*** Text block Section Begins ***
- Native name: บุญเลื่อน หมั้นทรัพย์
- Church: Catholic Church
- Diocese: Diocese of Ubon Ratchathani
- In office: 21 May 1976 – 25 March 2006
- Predecessor: Germain-Louis-Émile Berthold
- Successor: Philip Banchong Chaiyara

Orders
- Ordination: 21 December 1951
- Consecration: 12 August 1976 by Germain-Louis-Émile Berthold

Personal details
- Born: 2 April 1929 Wat Phleng, Monthon Ratchaburi [th], Kingdom of Siam
- Died: 2 December 2010 (aged 81) Bangkok, Thailand

= Michael Bunluen Mansap =

Michael Bunluen Mansap (บุญเลื่อน หมั้นทรัพย์; 2 April 1929 – 2 December 2010) was the Roman Catholic bishop of the Roman Catholic Diocese of Ubon Ratchathani, Thailand.

Ordained in 1951, Bunluen Mansap was named bishop of the Ubon Ratchathani Diocese in 1976. Bishop Mansap retired from overseeing the diocese in 2006. He died on 2 December 2010, at Bangkok hospital aged 81 years old.
*** Text block Section Ends ***
» Aim of the task: According to the text on Michael Bunluen Mansap, who succeeded him as bishop of the Diocese of Ubon Ratchathani?
*** Material provided Section Begins ***
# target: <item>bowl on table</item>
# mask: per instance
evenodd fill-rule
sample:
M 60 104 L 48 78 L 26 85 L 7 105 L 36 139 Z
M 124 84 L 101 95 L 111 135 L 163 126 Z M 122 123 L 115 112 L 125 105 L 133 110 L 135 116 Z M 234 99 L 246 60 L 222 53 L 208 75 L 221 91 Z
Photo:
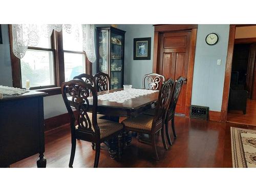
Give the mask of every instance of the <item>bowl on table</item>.
M 133 86 L 131 84 L 124 84 L 123 86 L 124 90 L 129 90 L 132 89 Z

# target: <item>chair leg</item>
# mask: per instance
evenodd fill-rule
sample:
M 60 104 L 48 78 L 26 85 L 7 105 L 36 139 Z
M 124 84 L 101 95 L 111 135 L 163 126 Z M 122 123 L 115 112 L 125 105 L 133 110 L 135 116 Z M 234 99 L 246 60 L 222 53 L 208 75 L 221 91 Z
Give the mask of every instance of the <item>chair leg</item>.
M 95 143 L 92 143 L 92 148 L 93 150 L 95 150 Z
M 168 140 L 168 142 L 170 145 L 172 145 L 173 144 L 172 143 L 172 140 L 170 140 L 170 134 L 169 133 L 169 130 L 168 129 L 168 124 L 169 122 L 165 121 L 165 133 L 166 134 L 167 140 Z
M 161 129 L 161 135 L 162 137 L 162 141 L 163 141 L 163 144 L 165 150 L 168 150 L 168 147 L 166 145 L 166 142 L 165 142 L 165 137 L 164 137 L 164 127 Z
M 172 129 L 173 129 L 173 133 L 175 138 L 177 137 L 176 132 L 175 132 L 175 127 L 174 126 L 174 117 L 172 119 Z
M 100 143 L 96 143 L 95 144 L 95 159 L 94 159 L 94 168 L 98 167 L 99 160 L 99 154 L 100 153 Z
M 158 157 L 158 154 L 157 154 L 157 146 L 156 143 L 156 134 L 151 134 L 151 143 L 152 145 L 152 149 L 153 151 L 153 153 L 155 153 L 155 155 L 156 157 L 156 159 L 157 160 L 159 160 L 159 158 Z
M 69 160 L 69 167 L 73 167 L 73 163 L 74 162 L 74 158 L 75 158 L 75 153 L 76 152 L 76 139 L 71 139 L 71 154 L 70 155 L 70 159 Z

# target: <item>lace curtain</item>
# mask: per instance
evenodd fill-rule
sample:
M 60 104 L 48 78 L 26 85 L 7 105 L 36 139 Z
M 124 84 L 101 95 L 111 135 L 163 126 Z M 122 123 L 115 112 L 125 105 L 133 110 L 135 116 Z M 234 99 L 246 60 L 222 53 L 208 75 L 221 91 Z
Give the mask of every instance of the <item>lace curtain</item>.
M 82 34 L 79 34 L 77 25 L 62 24 L 14 24 L 12 25 L 13 47 L 14 55 L 21 59 L 26 54 L 28 46 L 35 47 L 41 36 L 49 38 L 53 30 L 60 32 L 65 30 L 74 34 L 74 40 L 82 37 L 82 50 L 90 62 L 96 60 L 94 46 L 94 25 L 82 24 Z

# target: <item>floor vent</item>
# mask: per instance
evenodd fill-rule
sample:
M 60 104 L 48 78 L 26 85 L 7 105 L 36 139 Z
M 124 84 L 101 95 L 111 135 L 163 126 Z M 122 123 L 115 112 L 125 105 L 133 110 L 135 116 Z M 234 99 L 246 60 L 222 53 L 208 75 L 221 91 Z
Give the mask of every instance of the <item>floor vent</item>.
M 209 107 L 198 105 L 191 105 L 190 117 L 208 119 Z

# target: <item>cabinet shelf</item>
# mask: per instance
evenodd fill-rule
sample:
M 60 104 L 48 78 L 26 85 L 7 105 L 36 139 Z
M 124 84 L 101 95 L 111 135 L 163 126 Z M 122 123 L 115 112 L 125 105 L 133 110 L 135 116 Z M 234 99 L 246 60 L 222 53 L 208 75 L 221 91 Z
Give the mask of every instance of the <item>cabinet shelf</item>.
M 104 66 L 106 67 L 106 71 L 111 79 L 117 78 L 116 80 L 118 81 L 118 83 L 111 83 L 113 89 L 121 88 L 123 84 L 125 33 L 125 31 L 112 27 L 97 28 L 97 72 L 106 73 L 102 70 L 101 62 L 103 60 L 106 62 Z M 101 58 L 102 56 L 103 58 Z M 118 67 L 111 70 L 114 63 Z M 118 70 L 118 68 L 121 70 Z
*** Material provided Section Ends ***
» Task output: Philip Banchong Chaiyara succeeded him.